■ Material to process:
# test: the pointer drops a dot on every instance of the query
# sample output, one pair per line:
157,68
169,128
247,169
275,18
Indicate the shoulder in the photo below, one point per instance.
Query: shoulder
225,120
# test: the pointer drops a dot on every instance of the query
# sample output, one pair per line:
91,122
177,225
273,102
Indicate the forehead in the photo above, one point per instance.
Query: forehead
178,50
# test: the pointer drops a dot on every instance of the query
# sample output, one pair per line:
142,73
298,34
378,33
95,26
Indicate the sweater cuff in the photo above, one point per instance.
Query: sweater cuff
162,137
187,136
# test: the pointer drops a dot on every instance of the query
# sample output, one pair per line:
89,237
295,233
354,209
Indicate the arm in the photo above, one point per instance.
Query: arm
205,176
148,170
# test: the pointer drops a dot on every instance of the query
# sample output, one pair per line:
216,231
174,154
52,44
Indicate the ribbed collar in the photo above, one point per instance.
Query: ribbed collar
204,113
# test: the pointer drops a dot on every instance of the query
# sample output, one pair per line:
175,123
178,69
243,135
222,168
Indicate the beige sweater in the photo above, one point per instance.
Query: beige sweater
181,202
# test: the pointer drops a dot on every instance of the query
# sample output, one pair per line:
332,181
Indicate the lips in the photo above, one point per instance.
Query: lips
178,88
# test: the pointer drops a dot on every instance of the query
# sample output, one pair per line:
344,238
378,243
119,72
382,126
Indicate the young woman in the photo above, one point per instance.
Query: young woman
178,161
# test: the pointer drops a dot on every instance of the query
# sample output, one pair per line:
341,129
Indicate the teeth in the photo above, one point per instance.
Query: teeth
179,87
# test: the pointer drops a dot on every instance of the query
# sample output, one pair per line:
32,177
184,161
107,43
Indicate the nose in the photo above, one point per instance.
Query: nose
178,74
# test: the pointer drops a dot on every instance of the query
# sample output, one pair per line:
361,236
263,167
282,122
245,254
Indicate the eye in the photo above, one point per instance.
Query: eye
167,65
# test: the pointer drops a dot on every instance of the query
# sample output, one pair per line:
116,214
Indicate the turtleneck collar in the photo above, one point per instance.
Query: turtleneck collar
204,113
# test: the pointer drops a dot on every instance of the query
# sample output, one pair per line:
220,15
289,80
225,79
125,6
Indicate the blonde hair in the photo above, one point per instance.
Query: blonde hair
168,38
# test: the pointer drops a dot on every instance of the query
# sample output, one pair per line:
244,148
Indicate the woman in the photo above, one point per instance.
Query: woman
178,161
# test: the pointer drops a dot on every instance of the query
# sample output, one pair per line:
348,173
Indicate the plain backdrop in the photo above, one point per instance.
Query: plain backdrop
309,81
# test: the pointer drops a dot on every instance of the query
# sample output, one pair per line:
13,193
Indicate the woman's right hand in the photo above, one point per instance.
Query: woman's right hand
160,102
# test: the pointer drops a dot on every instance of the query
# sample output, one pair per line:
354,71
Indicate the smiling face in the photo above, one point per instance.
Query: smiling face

■ Task directions: Print out every record again, exactly and in full.

■ Result below:
# test: the pointer drops a dot on every instance of the query
# sample output, one pair per line:
157,68
169,128
247,169
275,18
Indicate the shoulder in the photo below, one point per instance.
Query: shoulder
225,120
# test: the pointer drops a dot on every instance of the query
# sample output, one pair per line:
91,122
177,225
273,102
Indicate the forehead in the photo above, one point per instance.
Query: forehead
178,50
# test: the pointer drops a dot on every instance of the query
# sample output, one pair per line:
142,73
298,34
378,33
95,26
Indicate the sweater cuff in the photo above, one point per instance.
Query: sweater cuff
162,137
187,136
# test: the pointer drops a dot on every instance of the query
# sample output, one pair per line:
89,237
295,233
354,209
Indicate the arm in the photo above, one point per instance.
Query: arm
205,176
148,170
# test: the pointer drops a dot on every instance of the query
# sample output, one pair per line:
216,231
174,154
52,44
Indicate the ribbed collar in the photo above, one point per instance.
Query: ribbed collar
204,113
# test: the pointer drops a dot on every instance of the query
# sample output, one pair per line:
175,123
178,69
243,135
222,168
Indicate the beige sweater in the photo above, one point per instance.
Query: beige sweater
181,202
# test: the pointer drops a dot on every instance of the query
# sample output, one pair per line:
332,181
Indicate the lips in the photo above, one point per instance.
Query: lips
178,88
# test: the pointer drops a dot on every instance of the query
# sample output, one pair per line:
344,238
378,243
119,72
382,126
Indicate the young woman in the photo above, one point per instance.
Query: young woman
178,161
# test: the pointer drops a dot on every instance of the query
# sample output, one pair per line:
341,129
Indicate the teeth in the photo above, one point per instance.
Query: teeth
179,87
# test: the pointer drops a dot on every instance of the query
# sample output, one pair per line:
32,177
184,161
107,43
Indicate the nose in the photo above, one point per instance.
Query: nose
178,74
# test: the pointer drops a dot on every instance of the query
# sample output, one pair per line:
361,236
263,167
282,122
245,254
Indicate the eye in the photo above, one point per instance.
Query: eye
167,65
# test: the pointer drops a dot on every instance of the query
# sample output, one pair per line:
116,214
Indicate the turtleneck collar in the photo above, one point per instance.
Query: turtleneck collar
204,113
# test: the pointer drops a dot on every instance of the query
# sample output, one pair per line:
220,15
289,80
225,79
125,6
Indicate the blonde hair in the photo above, one point per instance.
Query: blonde hair
168,38
# test: the pointer drops a dot on every instance of the query
# sample output, one pair per line:
244,148
Indicate the woman in the photo above, one point per instance.
Query: woman
178,161
# test: the pointer drops a dot on every instance of the query
# sample output, one pair per line:
348,173
Indicate the plain backdrop in the photo above, one point per instance.
Query: plain backdrop
309,81
# test: the pointer drops a dot on every instance of the query
# sample output, one pair per line:
13,193
Indicate the woman's right hand in the photo above, one point per instance.
Query: woman's right hand
160,102
# test: the pointer drops a dot on every instance of the query
# sample output, one pair per line:
354,71
Indicate the smiling face in the photo above, one point per instance.
Query: smiling face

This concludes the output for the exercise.